### Problem to solve:
From the entries below, extract every line that includes the word "stone".

### Record set:
----

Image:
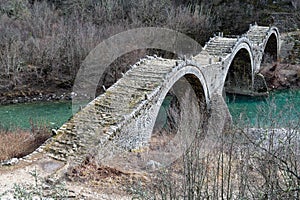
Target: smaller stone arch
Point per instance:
(239, 68)
(271, 46)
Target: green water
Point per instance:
(280, 108)
(51, 114)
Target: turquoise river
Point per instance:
(280, 108)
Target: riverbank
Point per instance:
(282, 76)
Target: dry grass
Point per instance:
(19, 143)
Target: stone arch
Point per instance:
(271, 46)
(239, 69)
(141, 124)
(189, 76)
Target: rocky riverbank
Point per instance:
(282, 76)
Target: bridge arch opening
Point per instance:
(239, 77)
(180, 117)
(270, 53)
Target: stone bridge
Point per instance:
(125, 115)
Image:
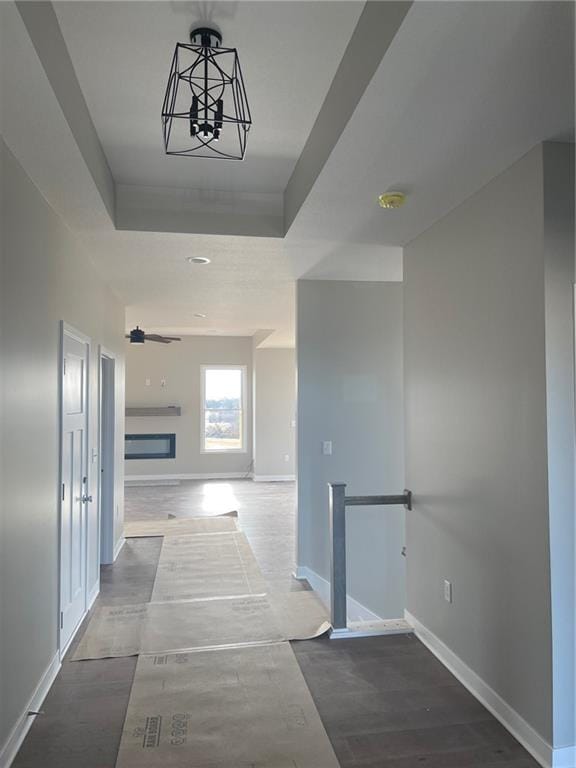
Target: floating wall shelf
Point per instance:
(169, 410)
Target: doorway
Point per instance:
(75, 486)
(106, 491)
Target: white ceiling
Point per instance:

----

### Task answer:
Target: smaller stone arch
Target: stone arch
Target: stone bridge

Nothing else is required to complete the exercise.